Il est vrai que trop de précision rend la norme difficile à appliquer. Cet excès provient-il, selon vous, de la loi ou des textes règlementaires ? Nous sommes prompts à accuser ces derniers, mais peut-être devons-nous, après tout, balayer aussi devant notre porte...
Il me semble que ce sont surtout les décrets qui sont en cause.
Souvent, un arrêté ou un décret est plus contraignant que ce que la loi prévoit.
L'arrêté sur la pollution lumineuse se comprend, par exemple, mais il fixe un seuil maximal d'éclairage de 4 000 lumens sans prendre en compte l'environnement humain. Aussi l'ATTF a-t-elle réagi auprès du ministre de la Transition écologique et solidaire pour que de tels seuils ne deviennent pas opposables par des tiers aux collectivités territoriales.
Il en va de même dans la gestion des ressources humaines : les quotas, qu'on supportait sans mal autrefois, ne sont plus adaptés à une période où la création de postes est limitée.
※
» **Consigne écrite 1**: Pouvez-vous recopier le passage des enregistrements allant de la ligne qui contient « Annotate each instance of the window frame » jusqu'à celle qui contient « x=661 y=462 », ces deux lignes comprises, en substituant « mug » à « coffee cup » et sans rien modifier d'autre ?

[Extrait d'un fichier de données]
※
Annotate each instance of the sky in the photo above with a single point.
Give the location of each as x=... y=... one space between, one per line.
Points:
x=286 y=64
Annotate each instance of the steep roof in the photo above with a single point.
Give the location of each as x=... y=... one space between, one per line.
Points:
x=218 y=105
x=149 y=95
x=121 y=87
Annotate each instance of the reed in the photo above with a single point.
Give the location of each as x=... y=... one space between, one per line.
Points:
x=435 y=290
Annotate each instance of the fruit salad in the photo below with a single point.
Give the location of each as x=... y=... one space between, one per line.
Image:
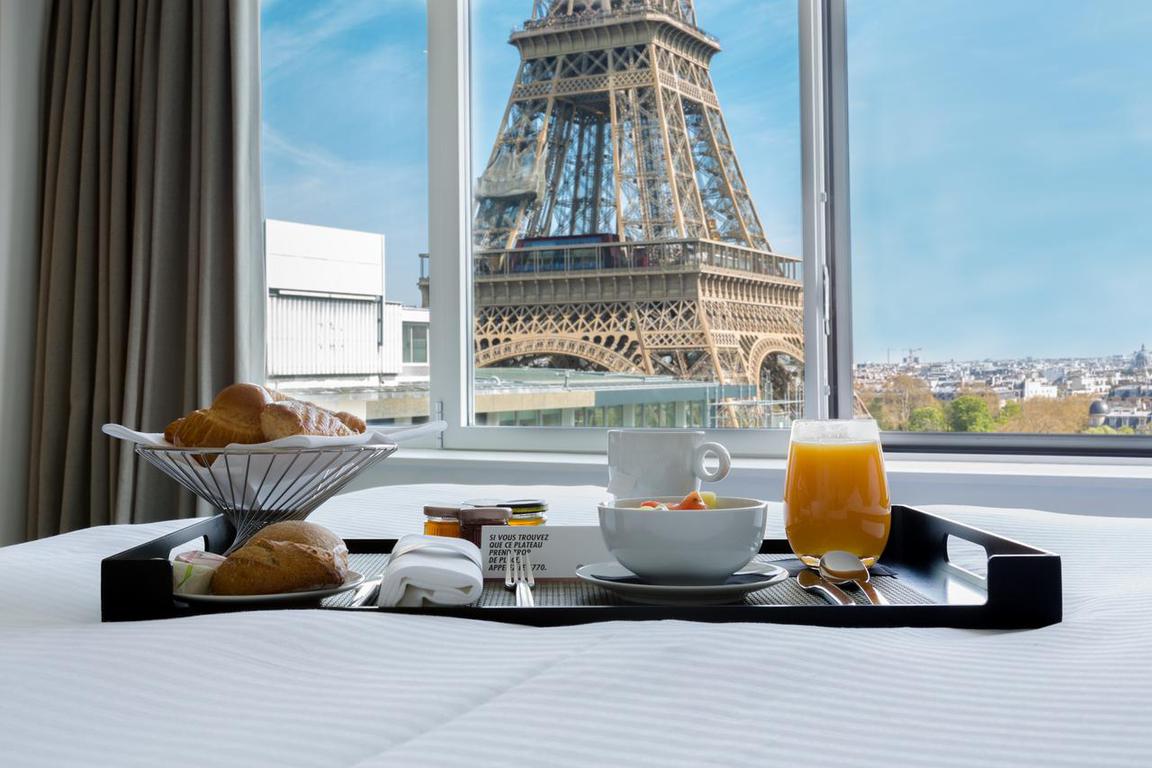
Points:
x=695 y=500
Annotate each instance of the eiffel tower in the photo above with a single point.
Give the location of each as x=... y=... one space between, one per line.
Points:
x=614 y=229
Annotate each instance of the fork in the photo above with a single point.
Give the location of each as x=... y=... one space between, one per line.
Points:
x=518 y=577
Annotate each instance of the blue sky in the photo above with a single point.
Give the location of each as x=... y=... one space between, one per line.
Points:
x=1001 y=153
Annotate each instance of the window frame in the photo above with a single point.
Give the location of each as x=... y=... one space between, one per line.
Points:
x=826 y=263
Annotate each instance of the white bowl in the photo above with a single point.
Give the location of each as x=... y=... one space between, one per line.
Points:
x=683 y=546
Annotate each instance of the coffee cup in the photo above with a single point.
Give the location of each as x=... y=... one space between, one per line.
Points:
x=661 y=462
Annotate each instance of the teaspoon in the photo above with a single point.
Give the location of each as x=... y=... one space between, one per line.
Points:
x=843 y=568
x=811 y=582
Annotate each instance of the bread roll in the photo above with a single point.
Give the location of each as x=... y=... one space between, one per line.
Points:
x=274 y=567
x=233 y=417
x=302 y=532
x=283 y=557
x=294 y=417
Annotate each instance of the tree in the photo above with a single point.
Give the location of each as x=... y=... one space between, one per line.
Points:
x=1009 y=411
x=969 y=413
x=927 y=418
x=902 y=394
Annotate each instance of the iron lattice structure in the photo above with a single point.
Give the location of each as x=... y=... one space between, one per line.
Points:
x=614 y=229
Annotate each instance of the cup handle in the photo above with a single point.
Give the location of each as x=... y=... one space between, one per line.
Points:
x=720 y=453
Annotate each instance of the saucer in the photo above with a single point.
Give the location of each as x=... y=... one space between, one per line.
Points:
x=350 y=583
x=628 y=586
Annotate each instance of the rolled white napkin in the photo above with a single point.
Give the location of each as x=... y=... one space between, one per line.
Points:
x=431 y=571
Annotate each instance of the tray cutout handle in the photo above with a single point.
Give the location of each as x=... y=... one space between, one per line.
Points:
x=967 y=555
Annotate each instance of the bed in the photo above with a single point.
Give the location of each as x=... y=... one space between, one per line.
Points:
x=307 y=687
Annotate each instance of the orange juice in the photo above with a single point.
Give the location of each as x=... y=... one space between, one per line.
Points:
x=836 y=497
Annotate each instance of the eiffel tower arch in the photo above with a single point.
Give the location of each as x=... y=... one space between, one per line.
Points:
x=613 y=228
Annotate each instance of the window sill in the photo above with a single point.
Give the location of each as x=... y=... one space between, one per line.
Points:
x=1084 y=486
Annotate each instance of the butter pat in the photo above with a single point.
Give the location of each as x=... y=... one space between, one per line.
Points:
x=191 y=572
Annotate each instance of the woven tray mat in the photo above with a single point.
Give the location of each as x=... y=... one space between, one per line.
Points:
x=574 y=592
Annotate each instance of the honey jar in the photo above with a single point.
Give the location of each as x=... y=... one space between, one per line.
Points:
x=527 y=511
x=441 y=522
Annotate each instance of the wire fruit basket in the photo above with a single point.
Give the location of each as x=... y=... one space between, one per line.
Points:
x=255 y=487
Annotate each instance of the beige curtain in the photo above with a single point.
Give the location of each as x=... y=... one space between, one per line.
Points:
x=151 y=270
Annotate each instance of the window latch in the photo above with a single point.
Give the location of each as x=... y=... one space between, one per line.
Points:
x=827 y=301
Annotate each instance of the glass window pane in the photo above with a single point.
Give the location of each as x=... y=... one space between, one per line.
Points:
x=345 y=164
x=1000 y=165
x=637 y=217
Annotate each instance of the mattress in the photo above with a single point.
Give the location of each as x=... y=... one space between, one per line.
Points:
x=308 y=687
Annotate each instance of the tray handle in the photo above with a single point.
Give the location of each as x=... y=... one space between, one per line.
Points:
x=136 y=584
x=1023 y=583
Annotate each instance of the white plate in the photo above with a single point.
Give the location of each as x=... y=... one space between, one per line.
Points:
x=628 y=586
x=350 y=583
※
» **Consigne écrite 2**: Quels textes juridiques l'extrait du texte nomme-t-il, qu'il s'agisse de la loi ou des actes pris pour l'appliquer ?

» **Corrigé complet 1**:
Annotate each instance of the window frame in the photo above with a single point.
Give the location of each as x=... y=... one space between, one per line.
Points:
x=826 y=263
Annotate each instance of the white bowl in the photo above with a single point.
Give the location of each as x=... y=... one space between, one per line.
Points:
x=683 y=546
Annotate each instance of the mug in the photo above with a single point.
Give the location of each as x=... y=... one space between, one per line.
Points:
x=661 y=462

» **Corrigé complet 2**:
- la loi
- les textes règlementaires
- les décrets
- l'arrêté (notamment l'arrêté sur la pollution lumineuse)